▶ **DIRECTION**:
Reproduce every line of the records below, requests included, and shift each vertex coordinate in the answers by -82.
===== DATA IN THIS EXERCISE =====
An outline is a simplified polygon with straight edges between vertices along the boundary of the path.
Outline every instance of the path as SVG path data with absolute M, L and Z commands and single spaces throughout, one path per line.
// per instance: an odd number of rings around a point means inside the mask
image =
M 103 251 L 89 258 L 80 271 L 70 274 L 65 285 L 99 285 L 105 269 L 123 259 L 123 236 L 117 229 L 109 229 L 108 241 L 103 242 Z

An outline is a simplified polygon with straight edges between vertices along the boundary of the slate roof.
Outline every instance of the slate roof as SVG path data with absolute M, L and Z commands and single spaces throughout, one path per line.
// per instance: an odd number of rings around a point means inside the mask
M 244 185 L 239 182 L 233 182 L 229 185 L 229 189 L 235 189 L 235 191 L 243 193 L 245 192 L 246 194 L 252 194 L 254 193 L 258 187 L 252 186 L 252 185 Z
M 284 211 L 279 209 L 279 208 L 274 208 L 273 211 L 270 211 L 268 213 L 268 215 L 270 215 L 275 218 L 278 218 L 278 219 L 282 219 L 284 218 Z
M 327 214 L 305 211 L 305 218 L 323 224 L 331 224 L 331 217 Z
=====
▶ **EXERCISE SOLUTION**:
An outline is a simplified polygon with straight edges between vertices along the boundary of the path.
Outline every instance of the path as SVG path data with absolute M, L and Z commands and single spaces throughout, one path per line.
// per instance: an odd number of rings around a point means inside the mask
image =
M 21 169 L 7 176 L -2 189 L -12 192 L -17 203 L 17 203 L 23 187 L 41 177 L 41 154 L 35 147 L 27 147 L 26 159 L 21 160 Z

An outline is a simplified polygon with straight edges between vertices along the boundary of the slate roof.
Outline every instance of the slate roof as SVG path data with absolute M, L and Z commands and single spaces throughout, one path per line.
// per instance: an odd number of rings around a point means inside the mask
M 162 103 L 157 100 L 151 100 L 147 103 L 147 107 L 153 107 L 153 109 L 161 111 L 163 110 L 164 112 L 170 112 L 172 111 L 176 105 L 170 104 L 170 103 Z
M 202 129 L 197 127 L 197 126 L 192 126 L 191 129 L 188 129 L 186 131 L 186 133 L 188 133 L 193 136 L 196 136 L 196 137 L 200 137 L 202 136 Z
M 245 132 L 223 129 L 223 136 L 241 142 L 249 142 L 249 135 Z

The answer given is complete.